What is expected:
Put the part of the items that opens with the line containing "For every instance of the white porch" and closes with the last line of the items into a Markdown table with two columns, Row and Line. Give each line its own numbered row and skip any blank lines.

-- -- --

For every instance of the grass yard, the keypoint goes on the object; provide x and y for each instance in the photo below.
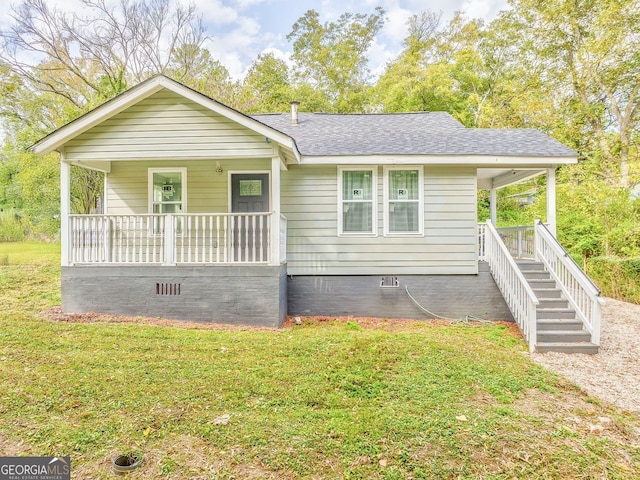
(318, 401)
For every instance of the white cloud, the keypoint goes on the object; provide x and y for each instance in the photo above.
(215, 12)
(237, 48)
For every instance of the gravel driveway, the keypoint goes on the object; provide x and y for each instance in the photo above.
(613, 374)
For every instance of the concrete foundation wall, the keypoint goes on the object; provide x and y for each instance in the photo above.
(452, 296)
(242, 295)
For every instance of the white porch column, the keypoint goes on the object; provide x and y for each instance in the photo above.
(493, 206)
(551, 200)
(65, 211)
(274, 236)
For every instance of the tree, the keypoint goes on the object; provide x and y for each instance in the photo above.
(331, 57)
(586, 52)
(74, 63)
(97, 54)
(267, 87)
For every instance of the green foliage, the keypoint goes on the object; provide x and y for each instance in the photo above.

-- -- --

Answer for the task:
| Row | Line |
|---|---|
| 1 | For every instance of the white porch column, the keypoint goes on the object; provide x and y for each instance in the photo above. |
| 2 | (493, 206) |
| 3 | (551, 200) |
| 4 | (65, 211) |
| 5 | (274, 236) |
| 6 | For every instance of the tree, the keypoint goes on the object; provide x and y for each instance in the photo above. |
| 7 | (331, 57) |
| 8 | (586, 52) |
| 9 | (74, 63) |
| 10 | (97, 54) |
| 11 | (267, 87) |
| 12 | For every instance of the green foliage, the keypoint goes on the object; provide x and y for each instance in the photo above. |